■ **TASK PROMPT**: Carry the passage on building the RTS training sample set forward, starting after its final sentence.

■ **TEXT BLOCK**:
········

We used the annual RTS inventories from 2016 to 2020 in the Beiluhe Basin to construct a robust dataset for training the primary model, holding the 2021 and 2022 maps in reserve for independent model validation. To support the independent transferability experiments, the Haiding Nuo'er Subregion datasets were preprocessed using an identical workflow. We developed a dynamic, multi-period approach to create the sample set, which is a significant improvement over traditional static methods that fail to capture the temporal dynamics of expansion. Our method extracts only those pixels that changed state from non-RTS to RTS between any two consecutive years within the 2016–2020 timeframe. These “changed pixels”, representing active expansion fronts, were aggregated to form a cumulative dataset of positive samples (labeled “1”). This strategy trains the model on the specific environmental conditions that trigger new growth and, by pooling data from multiple years, ensures the model is robust to a variety of annual climate conditions.

An equal number of stable non-RTS pixels were then randomly selected as negative samples (“0”) to create a balanced 1:1 dataset. Sensitivity experiments using alternative RTS to non-RTS sampling ratios (1:2 and 1:3) indicated that model performance is highly robust and insensitive to the choice of class balance (Fig. S2). Based on these results, a balanced 1:1 sampling strategy was ultimately adopted, as it ensures stable model learning of the environmental occurrence signatures without degrading predictive accuracy.

········

■ **INFORMATION PROVIDED**:

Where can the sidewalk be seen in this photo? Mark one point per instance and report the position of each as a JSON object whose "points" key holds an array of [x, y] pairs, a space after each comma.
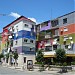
{"points": [[51, 71]]}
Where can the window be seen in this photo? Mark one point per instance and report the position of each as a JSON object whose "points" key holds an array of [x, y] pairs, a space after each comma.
{"points": [[16, 42], [31, 49], [54, 23], [65, 29], [17, 28], [24, 59], [64, 20], [25, 40], [25, 25], [31, 41]]}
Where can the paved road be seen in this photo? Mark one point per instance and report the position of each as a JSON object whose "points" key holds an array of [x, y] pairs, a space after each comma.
{"points": [[8, 71]]}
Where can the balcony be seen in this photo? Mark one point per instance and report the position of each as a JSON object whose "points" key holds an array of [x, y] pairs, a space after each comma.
{"points": [[48, 44], [47, 36]]}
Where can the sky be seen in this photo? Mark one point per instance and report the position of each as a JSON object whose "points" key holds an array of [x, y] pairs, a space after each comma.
{"points": [[36, 10]]}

········

■ **EXERCISE RESPONSE**:
The predictor variables for these samples underwent extensive preprocessing. Categorical variables (Table A1), such as slope aspect, lithology, and land use/land cover, were converted into a binary (0 or 1) vector format using one-hot encoding to prevent the model from learning false ordinal relationships. During this step, the permafrost type variable was excluded from the analysis, as its uniformity across the study area offered no predictive power. Continuous variables were subsequently scaled to a [0, 1] range using Min–Max Normalization (Halder et al., 2025) to ensure they contributed equitably to the model.

The initial feature space after preprocessing consisted of 51 dimensions, comprising 18 categorical features generated through one-hot encoding and 33 numerical features. To reduce dimensionality and identify the most influential predictors (Guyon and Elisseef, 2003), we employed Recursive Feature Elimination with Cross-Validation based on a Random Forest classifier (Misra and Yadav, 2020). This process identified an optimal subset of 14 variables that maximized model accuracy (Fig. A3), including factors related to topography (DEM), vegetation (Normalized Difference Vegetation Index), climate (cumulative precipitation, maximum summer precipitation, maximum summer temperature), geology (distance from fault, semi-hard rock, clay content at 60–100 cm, silt content at 30–60 cm), human activity (alpine grassland, alpine meadow, distance from railway), and permafrost (thaw degree days, ground ice content).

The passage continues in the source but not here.